-- Start Input material --

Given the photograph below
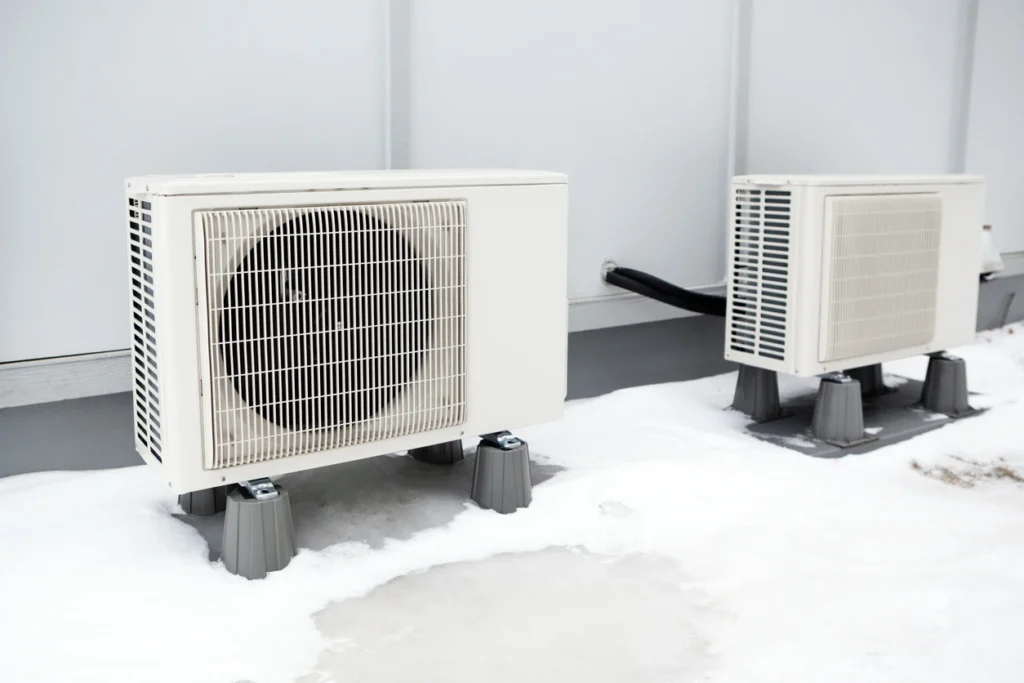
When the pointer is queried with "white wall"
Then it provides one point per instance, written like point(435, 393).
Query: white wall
point(647, 104)
point(631, 99)
point(995, 140)
point(91, 92)
point(852, 87)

-- End Input material --

### [Problem details]
Reproduce the material above verbatim, line for line, leaving out the picture.

### [Solution for this problem]
Given the photograph below
When the pointer is queried with "white wall"
Then it provides one point per instance, written like point(435, 393).
Query: white wall
point(647, 104)
point(631, 99)
point(995, 140)
point(91, 92)
point(852, 87)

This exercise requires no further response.